> What you are asked to do:
Put every one of the lines below into a Markdown table with the columns Row and Line text. Number the rows in order and omit any blank lines.

> Information given:

* * * * * * * * *

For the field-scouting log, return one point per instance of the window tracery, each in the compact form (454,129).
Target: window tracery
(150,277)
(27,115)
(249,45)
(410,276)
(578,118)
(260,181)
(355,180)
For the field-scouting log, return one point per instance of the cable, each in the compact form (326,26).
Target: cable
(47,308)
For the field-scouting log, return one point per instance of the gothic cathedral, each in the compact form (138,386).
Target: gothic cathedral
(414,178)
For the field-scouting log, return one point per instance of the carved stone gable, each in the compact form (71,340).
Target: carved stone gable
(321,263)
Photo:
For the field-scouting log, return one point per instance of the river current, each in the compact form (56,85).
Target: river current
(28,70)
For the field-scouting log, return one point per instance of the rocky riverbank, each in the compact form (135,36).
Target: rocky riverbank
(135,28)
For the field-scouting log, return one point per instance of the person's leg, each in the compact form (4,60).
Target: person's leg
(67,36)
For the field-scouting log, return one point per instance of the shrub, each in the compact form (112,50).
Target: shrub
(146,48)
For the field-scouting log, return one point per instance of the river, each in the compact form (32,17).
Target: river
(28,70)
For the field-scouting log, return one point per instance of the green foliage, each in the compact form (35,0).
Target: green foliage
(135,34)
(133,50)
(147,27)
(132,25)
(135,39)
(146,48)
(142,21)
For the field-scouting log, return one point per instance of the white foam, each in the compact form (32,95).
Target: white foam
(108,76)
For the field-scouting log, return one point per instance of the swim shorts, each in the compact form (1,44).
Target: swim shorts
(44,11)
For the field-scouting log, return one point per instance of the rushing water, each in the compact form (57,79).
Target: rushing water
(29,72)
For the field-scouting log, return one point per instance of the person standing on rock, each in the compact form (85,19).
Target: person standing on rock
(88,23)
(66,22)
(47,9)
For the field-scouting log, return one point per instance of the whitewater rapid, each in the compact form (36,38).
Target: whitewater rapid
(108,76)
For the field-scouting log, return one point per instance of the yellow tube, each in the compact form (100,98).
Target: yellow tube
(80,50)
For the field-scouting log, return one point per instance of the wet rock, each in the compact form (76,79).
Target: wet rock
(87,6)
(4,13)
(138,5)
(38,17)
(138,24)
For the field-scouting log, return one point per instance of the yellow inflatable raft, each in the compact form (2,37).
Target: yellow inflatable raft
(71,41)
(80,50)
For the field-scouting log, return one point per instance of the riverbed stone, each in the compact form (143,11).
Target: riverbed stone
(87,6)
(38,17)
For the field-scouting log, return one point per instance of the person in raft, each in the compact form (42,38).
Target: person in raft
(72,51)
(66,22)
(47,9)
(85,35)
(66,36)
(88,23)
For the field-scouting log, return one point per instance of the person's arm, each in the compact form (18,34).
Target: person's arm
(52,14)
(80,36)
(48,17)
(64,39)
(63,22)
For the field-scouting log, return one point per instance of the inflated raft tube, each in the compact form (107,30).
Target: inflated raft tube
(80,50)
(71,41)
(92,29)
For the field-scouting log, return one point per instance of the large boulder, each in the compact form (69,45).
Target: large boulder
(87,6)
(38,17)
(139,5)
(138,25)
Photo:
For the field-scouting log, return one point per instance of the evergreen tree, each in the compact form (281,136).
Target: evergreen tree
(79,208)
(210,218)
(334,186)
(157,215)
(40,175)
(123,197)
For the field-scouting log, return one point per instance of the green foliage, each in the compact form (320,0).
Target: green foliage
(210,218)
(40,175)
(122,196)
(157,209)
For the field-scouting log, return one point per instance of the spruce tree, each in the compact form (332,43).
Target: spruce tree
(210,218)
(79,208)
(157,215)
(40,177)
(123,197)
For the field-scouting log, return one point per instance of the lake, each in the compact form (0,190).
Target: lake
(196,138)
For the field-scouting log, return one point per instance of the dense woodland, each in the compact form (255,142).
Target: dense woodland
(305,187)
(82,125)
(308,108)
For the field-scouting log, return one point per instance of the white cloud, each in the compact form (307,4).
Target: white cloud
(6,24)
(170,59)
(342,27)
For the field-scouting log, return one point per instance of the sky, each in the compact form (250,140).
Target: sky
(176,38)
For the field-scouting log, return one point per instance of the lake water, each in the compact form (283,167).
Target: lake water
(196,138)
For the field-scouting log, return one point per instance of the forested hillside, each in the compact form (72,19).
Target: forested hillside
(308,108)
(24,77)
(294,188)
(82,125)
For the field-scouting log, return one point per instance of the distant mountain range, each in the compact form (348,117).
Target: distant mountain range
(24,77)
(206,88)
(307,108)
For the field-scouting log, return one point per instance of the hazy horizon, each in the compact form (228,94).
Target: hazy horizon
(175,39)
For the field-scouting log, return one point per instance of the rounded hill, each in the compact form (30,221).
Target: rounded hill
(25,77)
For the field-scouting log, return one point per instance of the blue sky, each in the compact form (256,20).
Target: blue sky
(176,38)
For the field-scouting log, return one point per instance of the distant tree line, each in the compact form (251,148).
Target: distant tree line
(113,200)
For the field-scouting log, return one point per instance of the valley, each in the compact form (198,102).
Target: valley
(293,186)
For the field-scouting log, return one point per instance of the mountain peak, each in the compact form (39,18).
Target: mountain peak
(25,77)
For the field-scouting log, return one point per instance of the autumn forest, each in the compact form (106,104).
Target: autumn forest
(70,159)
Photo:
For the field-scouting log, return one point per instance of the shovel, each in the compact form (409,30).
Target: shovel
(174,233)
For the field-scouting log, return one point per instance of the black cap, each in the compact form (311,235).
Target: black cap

* * * * * * * * *

> Answer to the task:
| Row | Line text |
|---|---|
| 1 | For the field-scouting log, return one point per instance of the window tracery, each in the compact form (454,129). |
| 2 | Target: window tracery |
| 3 | (150,277) |
| 4 | (27,115) |
| 5 | (249,45) |
| 6 | (410,276) |
| 7 | (578,118) |
| 8 | (260,181) |
| 9 | (355,180) |
| 10 | For the field-scouting log, return one point per instance of the cable, each in the compact form (326,26). |
| 11 | Target: cable |
| 12 | (47,308) |
| 13 | For the field-scouting log, return one point per instance of the gothic cathedral, each in the compact form (138,386). |
| 14 | Target: gothic cathedral |
| 15 | (414,178) |
| 16 | For the field-scouting log, return one point per instance of the carved stone gable, each in the compact form (71,340). |
| 17 | Target: carved stone gable |
| 18 | (321,263) |
| 19 | Photo: |
| 20 | For the field-scouting log, return one point per instance of the river current, each in the compact form (56,85). |
| 21 | Target: river current |
| 22 | (28,70) |
| 23 | For the field-scouting log, return one point per instance of the rocky riverbank, each in the compact form (135,36). |
| 24 | Target: rocky riverbank |
| 25 | (135,28) |
| 26 | For the field-scouting log, return one point per instance of the person's leg, each in the compact form (4,60). |
| 27 | Target: person's leg |
| 28 | (67,36) |
| 29 | For the field-scouting log, return one point per instance of the shrub, each in the compact form (112,50). |
| 30 | Target: shrub |
| 31 | (146,48) |
| 32 | For the field-scouting log, return one point per instance of the river, each in the compact form (32,17). |
| 33 | Target: river |
| 34 | (28,70) |
| 35 | For the field-scouting log, return one point per instance of the green foliage, each in the compact form (35,0). |
| 36 | Target: green foliage |
| 37 | (135,34) |
| 38 | (133,50) |
| 39 | (147,27) |
| 40 | (132,25) |
| 41 | (135,39) |
| 42 | (146,48) |
| 43 | (142,21) |
| 44 | For the field-scouting log, return one point per instance of the white foam, each in the compact form (32,95). |
| 45 | Target: white foam |
| 46 | (108,76) |
| 47 | For the field-scouting log, return one point per instance of the swim shorts, each in the compact form (1,44). |
| 48 | Target: swim shorts |
| 49 | (44,11) |
| 50 | For the field-scouting log, return one point per instance of the rushing water, each in the compact form (57,79). |
| 51 | Target: rushing water |
| 52 | (29,72) |
| 53 | For the field-scouting log, return one point per instance of the person standing on rock, each in the compact form (85,19). |
| 54 | Target: person standing on rock |
| 55 | (88,23) |
| 56 | (66,22) |
| 57 | (47,9) |
| 58 | For the field-scouting log, return one point per instance of the whitewater rapid, each in the compact form (36,38). |
| 59 | Target: whitewater rapid |
| 60 | (108,76) |
| 61 | For the field-scouting log, return one point per instance of the yellow tube, each in the compact form (100,98). |
| 62 | Target: yellow tube |
| 63 | (80,50) |
| 64 | For the field-scouting log, return one point per instance of the wet rock, each in the compact form (76,79). |
| 65 | Target: wet rock |
| 66 | (87,6) |
| 67 | (4,13) |
| 68 | (138,5) |
| 69 | (38,17) |
| 70 | (138,24) |
| 71 | For the field-scouting log, return one point per instance of the yellow inflatable raft, each in the compact form (2,37). |
| 72 | Target: yellow inflatable raft |
| 73 | (71,41) |
| 74 | (80,50) |
| 75 | For the field-scouting log, return one point per instance of the riverbed stone, each in the compact form (143,11). |
| 76 | Target: riverbed stone |
| 77 | (87,6) |
| 78 | (38,17) |
| 79 | For the field-scouting log, return one point per instance of the person in raft, each in the compact form (42,38). |
| 80 | Target: person in raft |
| 81 | (72,51) |
| 82 | (66,22) |
| 83 | (47,9) |
| 84 | (85,35) |
| 85 | (66,36) |
| 86 | (88,23) |
| 87 | For the field-scouting log, return one point per instance of the person's arm, each in the compact form (18,34). |
| 88 | Target: person's arm |
| 89 | (52,14) |
| 90 | (80,36) |
| 91 | (48,17) |
| 92 | (64,39) |
| 93 | (63,22) |
| 94 | For the field-scouting log, return one point per instance of the inflated raft tube, each in the compact form (107,30). |
| 95 | Target: inflated raft tube |
| 96 | (80,50) |
| 97 | (71,41) |
| 98 | (92,29) |
| 99 | For the field-scouting log, return one point per instance of the large boulder, each in the compact form (69,45). |
| 100 | Target: large boulder |
| 101 | (87,6) |
| 102 | (38,17) |
| 103 | (139,5) |
| 104 | (138,25) |
| 105 | Photo: |
| 106 | For the field-scouting log, return one point per instance of the evergreen tree, each in the compact form (281,136). |
| 107 | Target: evergreen tree |
| 108 | (79,208) |
| 109 | (210,218) |
| 110 | (334,186) |
| 111 | (157,215) |
| 112 | (40,175) |
| 113 | (123,197) |
| 114 | For the field-scouting log, return one point per instance of the green foliage, each in the compact form (320,0). |
| 115 | Target: green foliage |
| 116 | (210,218) |
| 117 | (40,175) |
| 118 | (122,196) |
| 119 | (157,209) |
| 120 | For the field-scouting log, return one point per instance of the spruce tree, each in the compact form (332,43). |
| 121 | Target: spruce tree |
| 122 | (210,218) |
| 123 | (79,208) |
| 124 | (157,215) |
| 125 | (40,177) |
| 126 | (123,197) |
| 127 | For the field-scouting log, return one point per instance of the lake, each in the compact form (0,190). |
| 128 | Target: lake |
| 129 | (196,138) |
| 130 | For the field-scouting log, return one point per instance of the dense woodland, each in the compact form (255,142). |
| 131 | Target: dense woodland |
| 132 | (305,187) |
| 133 | (82,125) |
| 134 | (308,108) |
| 135 | For the field-scouting log, return one point per instance of the white cloud, each in the compact form (307,4). |
| 136 | Target: white cloud |
| 137 | (6,24) |
| 138 | (170,59) |
| 139 | (342,27) |
| 140 | For the field-scouting log, return one point per instance of the sky, each in the compact form (250,140). |
| 141 | Target: sky |
| 142 | (176,38) |
| 143 | For the field-scouting log, return one point per instance of the lake water, each in the compact form (283,167). |
| 144 | Target: lake water |
| 145 | (196,138) |
| 146 | For the field-scouting log, return one point per instance of the forested hillside, each in the compact form (72,19). |
| 147 | Target: forested hillside |
| 148 | (308,108) |
| 149 | (24,77) |
| 150 | (294,188) |
| 151 | (82,125) |
| 152 | For the field-scouting log, return one point per instance of the distant mountain range, each in the compact form (348,117). |
| 153 | Target: distant mountain range |
| 154 | (24,77) |
| 155 | (206,88) |
| 156 | (307,108) |
| 157 | For the field-scouting log, return one point per instance of the hazy horizon, each in the compact form (228,94). |
| 158 | Target: hazy horizon |
| 159 | (175,39) |
| 160 | For the field-scouting log, return one point per instance of the rounded hill, each in the compact form (30,221). |
| 161 | Target: rounded hill |
| 162 | (25,77) |
| 163 | For the field-scouting log, return one point per instance of the blue sky, each in the compact form (256,20). |
| 164 | Target: blue sky |
| 165 | (176,38) |
| 166 | For the field-scouting log, return one point per instance of the distant tree line, each in the compact form (251,148). |
| 167 | Target: distant tree line |
| 168 | (113,200) |
| 169 | For the field-scouting log, return one point per instance of the valley, each in the compact form (198,102). |
| 170 | Target: valley |
| 171 | (293,186) |
| 172 | For the field-scouting log, return one point per instance of the mountain peak, each in the compact form (39,18). |
| 173 | Target: mountain peak |
| 174 | (25,77) |
| 175 | For the field-scouting log, return one point per instance of the autumn forest, each in the compact form (106,104). |
| 176 | Target: autumn forest |
| 177 | (70,159) |
| 178 | Photo: |
| 179 | For the field-scouting log, return one point per instance of the shovel, each in the compact form (409,30). |
| 180 | Target: shovel |
| 181 | (174,233) |
| 182 | For the field-scouting log, return one point per instance of the black cap, each in the compact form (311,235). |
| 183 | Target: black cap |